# EXERCISE MATERIALS:
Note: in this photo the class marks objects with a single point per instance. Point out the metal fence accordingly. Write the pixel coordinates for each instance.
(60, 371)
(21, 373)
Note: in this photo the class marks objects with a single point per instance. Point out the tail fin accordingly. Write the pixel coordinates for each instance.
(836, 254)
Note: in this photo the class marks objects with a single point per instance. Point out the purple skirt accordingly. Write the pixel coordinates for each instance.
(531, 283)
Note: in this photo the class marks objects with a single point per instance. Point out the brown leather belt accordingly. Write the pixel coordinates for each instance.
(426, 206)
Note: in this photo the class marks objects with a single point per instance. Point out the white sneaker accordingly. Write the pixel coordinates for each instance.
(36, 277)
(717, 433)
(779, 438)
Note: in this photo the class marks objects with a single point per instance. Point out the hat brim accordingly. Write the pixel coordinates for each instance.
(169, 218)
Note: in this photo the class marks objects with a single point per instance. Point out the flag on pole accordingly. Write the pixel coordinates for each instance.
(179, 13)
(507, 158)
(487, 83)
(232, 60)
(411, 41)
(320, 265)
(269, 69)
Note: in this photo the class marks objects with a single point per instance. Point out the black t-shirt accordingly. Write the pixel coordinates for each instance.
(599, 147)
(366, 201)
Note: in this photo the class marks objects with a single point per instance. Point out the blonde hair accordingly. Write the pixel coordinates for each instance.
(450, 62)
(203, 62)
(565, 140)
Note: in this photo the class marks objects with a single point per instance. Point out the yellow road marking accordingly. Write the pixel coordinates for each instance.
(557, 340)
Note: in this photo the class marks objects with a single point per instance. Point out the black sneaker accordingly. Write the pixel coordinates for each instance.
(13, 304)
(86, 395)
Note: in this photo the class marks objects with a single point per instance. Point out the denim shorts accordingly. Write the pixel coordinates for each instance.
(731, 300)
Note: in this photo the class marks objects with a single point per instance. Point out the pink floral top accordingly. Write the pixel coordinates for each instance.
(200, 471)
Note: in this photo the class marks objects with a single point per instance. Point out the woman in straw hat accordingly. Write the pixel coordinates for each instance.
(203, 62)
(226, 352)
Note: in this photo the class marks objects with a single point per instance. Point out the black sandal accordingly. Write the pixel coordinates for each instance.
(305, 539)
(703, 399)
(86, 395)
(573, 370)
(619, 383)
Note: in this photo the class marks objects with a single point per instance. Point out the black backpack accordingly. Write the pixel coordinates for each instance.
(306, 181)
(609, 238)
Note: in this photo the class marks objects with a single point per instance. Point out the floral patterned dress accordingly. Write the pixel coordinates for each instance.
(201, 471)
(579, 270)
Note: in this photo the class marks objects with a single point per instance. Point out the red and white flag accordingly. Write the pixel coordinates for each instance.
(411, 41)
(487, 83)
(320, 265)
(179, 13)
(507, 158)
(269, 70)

# WHAT YOU HAVE TO DO:
All of the data above should be transcribed exactly.

# EXERCISE SOLUTION:
Note: in this photo the class marks objects with a single point per instance. Point out the metal fence accordingly. Write the pixel coordinates for each instance.
(60, 371)
(21, 373)
Note: in this photo the class marks objects with a single point per instance. Point out the tail fin accordingly. Write the pixel coordinates for each instance.
(836, 254)
Note: in this photo the class marks objects with a single point per instance. Point out the purple skirt accordingly. Write the pixel coordinates for each instance.
(531, 283)
Note: in this photo the class marks objects with a single point per instance. Point out the brown leather belt accordingly. Write the pixel coordinates for each instance.
(426, 206)
Note: in this photo the class marks objects with a single point per instance. Point out the white sneaker accordingly. Write the pixel coordinates for each instance.
(36, 277)
(717, 433)
(779, 438)
Note: in this photo the class marks objects with a single point per instance. Point out the hat brim accordingly. Write the pixel coordinates for each instance.
(169, 218)
Note: in this photo the class marks objects with a single point per instance. Point out the flag on pole accordingly. Write the pixel coordinates for each instance.
(179, 13)
(507, 158)
(487, 83)
(232, 60)
(411, 41)
(320, 265)
(269, 69)
Note: in this photo the class marks objects with a single point per instance. Point out the black t-shirt accordingly. Write the pixel coordinates for each instance.
(599, 147)
(366, 201)
Note: in this photo the class marks objects with a single point per instance. Point out the blonde hair accordingly. Write the pixel coordinates for each instance.
(450, 62)
(203, 62)
(565, 140)
Note: in this photo the class marks objects with a single point per instance. Point out the yellow road marking accordingly. Write the pixel coordinates for each instance.
(557, 340)
Note: in this photo the class marks objects with a single point per instance. Point out the black sneaker accordingly. Write the pixel coordinates for each instance.
(13, 304)
(86, 395)
Note: in this photo the class marks objects with a single point per instance. Point out the denim shorts accordingly. Write the pixel coordinates for each instance.
(731, 300)
Note: in this photo the class marks objects with a single point per instance. Point out the pink floral top accordingly. Write the pixel coordinates for each instance.
(200, 471)
Note: in this photo the class marks objects with a single point per instance. Point out the woman in straw hat accordingly. Write the pixel coordinates for each instance.
(203, 62)
(226, 352)
Note: in this photo the class marks objects with a single point per instance. Point out the black sandal accordingly. Write the pixel coordinates for each instance.
(305, 539)
(703, 399)
(86, 395)
(573, 370)
(619, 383)
Note: in this photo the class marks objects with a single point per instance. Point out the black backpack accordingly. Write the pixel coordinates for each instance.
(306, 181)
(609, 238)
Note: in this photo the class marks objects with a single point per instance. Point out the floral patterned dress accordingly. Write the pixel coordinates for each instance.
(201, 471)
(579, 270)
Note: in this photo the class marks objects with a single point per instance. Point out the red and white flag accordingly. Write the pixel coordinates for each instance.
(411, 41)
(487, 83)
(320, 265)
(179, 13)
(507, 158)
(269, 70)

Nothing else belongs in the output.